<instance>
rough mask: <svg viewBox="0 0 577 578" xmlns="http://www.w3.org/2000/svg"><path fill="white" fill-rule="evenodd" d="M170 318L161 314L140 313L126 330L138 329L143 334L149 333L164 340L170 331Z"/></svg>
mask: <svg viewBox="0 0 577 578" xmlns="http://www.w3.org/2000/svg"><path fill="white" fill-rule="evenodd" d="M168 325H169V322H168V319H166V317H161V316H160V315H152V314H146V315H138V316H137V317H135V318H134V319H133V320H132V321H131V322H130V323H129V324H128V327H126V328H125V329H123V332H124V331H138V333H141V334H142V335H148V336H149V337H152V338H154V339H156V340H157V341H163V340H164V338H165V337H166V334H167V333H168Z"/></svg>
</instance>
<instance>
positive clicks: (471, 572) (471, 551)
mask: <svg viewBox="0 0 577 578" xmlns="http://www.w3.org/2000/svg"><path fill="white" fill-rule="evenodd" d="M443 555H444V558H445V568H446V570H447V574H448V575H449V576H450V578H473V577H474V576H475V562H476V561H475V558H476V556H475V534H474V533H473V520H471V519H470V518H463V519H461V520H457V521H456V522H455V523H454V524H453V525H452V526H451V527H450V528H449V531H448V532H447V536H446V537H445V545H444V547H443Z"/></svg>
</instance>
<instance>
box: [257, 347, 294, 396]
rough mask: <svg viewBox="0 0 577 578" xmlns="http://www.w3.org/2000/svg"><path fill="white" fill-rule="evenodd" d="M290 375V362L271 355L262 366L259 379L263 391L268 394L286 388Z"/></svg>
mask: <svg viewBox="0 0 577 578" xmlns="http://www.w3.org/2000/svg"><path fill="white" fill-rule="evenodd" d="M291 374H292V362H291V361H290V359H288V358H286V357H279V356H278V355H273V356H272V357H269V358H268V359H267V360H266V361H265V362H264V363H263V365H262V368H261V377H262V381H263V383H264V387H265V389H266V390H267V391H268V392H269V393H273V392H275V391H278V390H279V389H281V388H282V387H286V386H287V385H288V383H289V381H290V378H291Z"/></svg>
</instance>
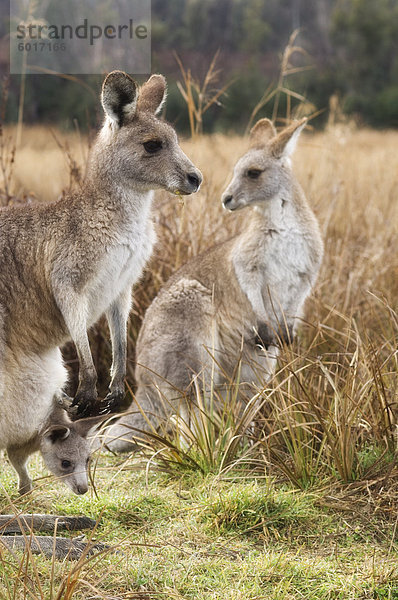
***
- Required work:
An exact reproduction of the material above is needed, without its pictures.

- Result:
<instance>
rough mask: <svg viewBox="0 0 577 578" xmlns="http://www.w3.org/2000/svg"><path fill="white" fill-rule="evenodd" d="M170 318L161 314L140 313L126 330L138 329L143 334L149 333L164 340L170 331Z"/></svg>
mask: <svg viewBox="0 0 577 578" xmlns="http://www.w3.org/2000/svg"><path fill="white" fill-rule="evenodd" d="M168 325H169V322H168V319H166V317H161V316H160V315H152V314H146V315H138V316H137V317H135V318H134V319H133V320H132V321H131V322H130V323H129V324H128V327H126V328H125V329H123V332H124V331H138V333H141V334H142V335H148V336H149V337H152V338H154V339H156V340H157V341H163V340H164V338H165V337H166V334H167V333H168Z"/></svg>
</instance>
<instance>
positive clicks: (471, 572) (471, 551)
mask: <svg viewBox="0 0 577 578" xmlns="http://www.w3.org/2000/svg"><path fill="white" fill-rule="evenodd" d="M443 555H444V558H445V568H446V570H447V574H448V575H449V576H450V578H473V577H474V576H475V562H476V561H475V558H476V556H475V534H474V533H473V520H471V519H470V518H463V519H461V520H457V521H456V522H455V523H454V524H453V525H452V526H451V527H450V528H449V531H448V532H447V536H446V537H445V545H444V547H443Z"/></svg>
</instance>
<instance>
box: [257, 347, 294, 396]
rough mask: <svg viewBox="0 0 577 578" xmlns="http://www.w3.org/2000/svg"><path fill="white" fill-rule="evenodd" d="M290 375V362L271 355L262 366L259 379L263 391L268 394L286 388Z"/></svg>
mask: <svg viewBox="0 0 577 578" xmlns="http://www.w3.org/2000/svg"><path fill="white" fill-rule="evenodd" d="M291 374H292V362H291V361H290V359H288V358H286V357H279V356H278V355H273V356H272V357H269V358H268V359H267V360H266V361H265V362H264V363H263V365H262V368H261V377H262V381H263V383H264V387H265V389H266V390H267V391H268V392H269V393H273V392H275V391H278V390H279V389H281V388H282V387H286V386H287V385H288V383H289V381H290V378H291Z"/></svg>
</instance>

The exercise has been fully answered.